[What to do] Please rewrite all of the records below in full, requests included, multiplying every coordinate in the answers by 2.1 and rounding each result to the nearest whole number, with halves rounded up. Leave the numbers in the requests and their sample format unchanged.

>> Start Data entries

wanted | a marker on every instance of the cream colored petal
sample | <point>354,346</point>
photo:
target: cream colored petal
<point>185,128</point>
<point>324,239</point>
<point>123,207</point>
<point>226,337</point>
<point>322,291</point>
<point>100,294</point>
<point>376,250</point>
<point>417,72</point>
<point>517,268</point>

>> End Data entries

[Task response]
wanted | a marker on every instance of the cream colored petal
sample | <point>354,346</point>
photo:
target: cream colored petal
<point>389,269</point>
<point>680,502</point>
<point>258,435</point>
<point>475,708</point>
<point>676,611</point>
<point>210,617</point>
<point>790,525</point>
<point>876,151</point>
<point>1086,563</point>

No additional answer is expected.